▸ TASK LIST
1 > In the sermon excerpt on forgiveness below, list every thing the quoted passage from Revelation 21:4 says will be no more.
2 > Write out the part of the sermon excerpt on forgiveness below starting at "In the middle" and ending at "all your sin.".

▸ TEXT BLOCK
——
In the middle of John’s condemnation of our sin, we hear, [1 John 1:9] “If we confess our
sins, he is faithful and just to forgive us our sins and to cleanse us from all
unrighteousness.” Here is the way
that God forgives our sin and cleanses our unrighteousness. God has given us a third answer in Jesus
Christ.
Jesus is
the one who did the work that makes this third answer possible. Jesus actually did what God gave Him to
do. He kept God’s law perfectly. Then He went to the cross and endured the
punishment we deserve for failing to do what God commands. In this way, He provided the third answer …
the third answer that avoids both self-righteousness and despair. We are no longer responsible for our own
salvation. Jesus has taken that
responsibility for us. He is the one who
earned forgiveness for us. He is the one
who offers to cleanse us of all your sin.
Jesus
demonstrated the benefits of His third answer by rising from the dead and
ascending to the Father. Those who trust
Jesus will also receive this blessing.
God will raise them to immortality on the Last Day and join body and
soul once again. On that day there will
be a new heaven and a new earth for the first heaven and earth will have passed
away. Then our Lord [Revelation 21:4] will wipe away every tear from their eyes,
and death shall be no more, neither shall there be mourning, nor crying, nor
pain anymore, for the former things have passed away.
The
Pharisees and the Herodians in today’s Gospel tried to make Jesus irrelevant by
asking a trick question. When that
didn’t work, they gave up on subtlety.
——
▸ SOURCE EXCERPT
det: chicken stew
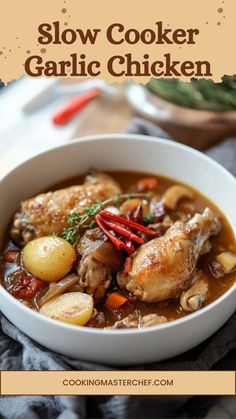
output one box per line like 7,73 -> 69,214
0,171 -> 236,329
——
▸ ANSWERS TO THE EXERCISE
1 >
- death
- mourning
- crying
- pain

2 >
In the middle of John’s condemnation of our sin, we hear, [1 John 1:9] “If we confess our
sins, he is faithful and just to forgive us our sins and to cleanse us from all
unrighteousness.” Here is the way
that God forgives our sin and cleanses our unrighteousness. God has given us a third answer in Jesus
Christ.
Jesus is
the one who did the work that makes this third answer possible. Jesus actually did what God gave Him to
do. He kept God’s law perfectly. Then He went to the cross and endured the
punishment we deserve for failing to do what God commands. In this way, He provided the third answer …
the third answer that avoids both self-righteousness and despair. We are no longer responsible for our own
salvation. Jesus has taken that
responsibility for us. He is the one who
earned forgiveness for us. He is the one
who offers to cleanse us of all your sin.